▶ Brief a
In the Top Chef post, what does Andrea Beaman say over-seasoned food can make diners do?

___ Selection ___

Unblushingly, though not surprisingly, Marisa Churchill favors "finger foods" from, er, The Slanted Door.
Stephen Asprinio, winner of the Duh Award, and amusingly described as a "young chef-entrepreneur" (what, is "sommelier" no longer every other word he utters?), preaches the importance of sexiness. “This sexiness can be expressed through a multitude of design elements, such as a chair shaped to resemble the curves of the female body, or captivating color schemes within a particular décor.” Dude, that's the gayest thing we've heard since Ilan last opened his mouth to talk about his girlfriend. On the other hand, we might be wrong, and it might be the case that straight men consider "captivating color schemes" and think of an Eames chair as a metonymic vagina.
Betty "Spice Rack" Fraser tries to make a sexy pun that falls flat, if you will, telling us that a Valentine's Day meal should include “bold flavors that will excite, if you will, the taste buds....”
Andrea Beaman argues for a Valentine’s Day meal, since “[o]ver-seasoned food can make the diners retain water, and swollen hands, feet and eyes are not conducive to romance....” We can, however, think of other swollen appendages that are conducive to romance.
In the Depths of Its Dark, Dank Basement, Amuse-Biatch Rests Its Chin on Its Fist and Mutters, "Hmmmmmm."
Compare & Contrast No. 1
From the January 17, 2007, blog of Top Chef executive producer Shauna Minoprino, discussing Clippergate:
1. We allowed the chefs to have a camera because one of them had asked for one because it was their last night and they wanted to mess around and have some fun. I think we all expected them to film themselves doing impressions of Tom and Padma and some of the producers (that's what usually happens and it makes for fun extra content for the Bravo website).
From adjudged Top Chef winner Ilan Hall's interview with Epicurious.com:
Epi: Were there any scandalous or funny moments that didn't air?
IH: There was a scene in the house where we all imitated Padma and Tom and created a cook-off at a fake judge's table. And I think Mike was edited too much; he's hilarious on the show but he's a lot funnier in person. I'm sure they had to because his humor is a bit dirty.
Now this is going to be a bit of an "iffy" chain, so bear with us.
If producer Minoprino is to be believed, the cheftestants were given a video camera on the last night of filming before the finals with the expectation that the contestants would do impressions of Tom and Padma. It seems reasonable to assume that the producers were hoping for that kind of footage because it did not exist at that time, i.e., prior to that last night, the night Ilan and Elia shaved their heads. However, there is no indication from Minoprino as to whether such footage was ever obtained.

___ Records provided ___

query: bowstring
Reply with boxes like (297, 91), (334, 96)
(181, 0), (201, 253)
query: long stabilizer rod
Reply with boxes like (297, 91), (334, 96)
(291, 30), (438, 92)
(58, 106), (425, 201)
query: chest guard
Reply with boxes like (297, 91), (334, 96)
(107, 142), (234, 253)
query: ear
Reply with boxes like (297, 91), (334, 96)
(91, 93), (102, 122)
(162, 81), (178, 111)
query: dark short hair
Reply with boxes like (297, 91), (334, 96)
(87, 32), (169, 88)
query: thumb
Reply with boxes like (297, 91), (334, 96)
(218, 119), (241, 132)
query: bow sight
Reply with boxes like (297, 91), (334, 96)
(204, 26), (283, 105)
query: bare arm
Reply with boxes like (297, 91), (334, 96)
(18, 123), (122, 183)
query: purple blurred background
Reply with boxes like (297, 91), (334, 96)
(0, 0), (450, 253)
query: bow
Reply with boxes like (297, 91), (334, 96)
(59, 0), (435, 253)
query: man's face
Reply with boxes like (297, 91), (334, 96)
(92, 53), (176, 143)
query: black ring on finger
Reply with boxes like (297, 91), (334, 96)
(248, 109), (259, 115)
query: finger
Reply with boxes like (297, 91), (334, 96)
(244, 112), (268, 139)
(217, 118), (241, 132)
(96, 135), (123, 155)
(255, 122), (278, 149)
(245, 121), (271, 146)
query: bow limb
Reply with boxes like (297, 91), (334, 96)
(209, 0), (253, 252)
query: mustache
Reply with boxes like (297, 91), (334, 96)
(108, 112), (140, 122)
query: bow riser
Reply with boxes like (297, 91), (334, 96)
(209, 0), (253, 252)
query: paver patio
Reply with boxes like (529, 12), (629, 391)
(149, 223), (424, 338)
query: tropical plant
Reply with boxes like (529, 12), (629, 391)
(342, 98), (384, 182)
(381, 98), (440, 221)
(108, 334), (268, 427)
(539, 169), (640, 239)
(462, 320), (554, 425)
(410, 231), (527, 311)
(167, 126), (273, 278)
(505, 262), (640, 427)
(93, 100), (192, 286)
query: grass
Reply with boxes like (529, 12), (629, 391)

___

▶ Brief b
Start at the line containing "query: bow limb" and continue through the final line of the entries. Reproduce every line, changing only the coordinates given as answers: multiply each one by 1.95 and round it to a whole number, with halves rounding up.

▶ Task solution a
Retain water.

▶ Task solution b
query: bow limb
Reply with boxes like (297, 91), (334, 96)
(408, 0), (493, 491)
query: mustache
Reply with boxes like (297, 91), (334, 96)
(211, 218), (273, 238)
query: bow riser
Reply with boxes like (297, 91), (334, 96)
(408, 0), (493, 491)
query: paver patio
Reply with boxes like (529, 12), (629, 391)
(291, 435), (827, 659)
query: tropical plant
Reply with boxes like (529, 12), (629, 391)
(667, 191), (749, 355)
(743, 191), (858, 431)
(211, 651), (523, 833)
(1051, 330), (1248, 466)
(901, 624), (1080, 829)
(800, 450), (1028, 606)
(326, 246), (532, 542)
(985, 511), (1248, 833)
(181, 195), (374, 558)
query: grass
Reply with boxes like (529, 12), (629, 391)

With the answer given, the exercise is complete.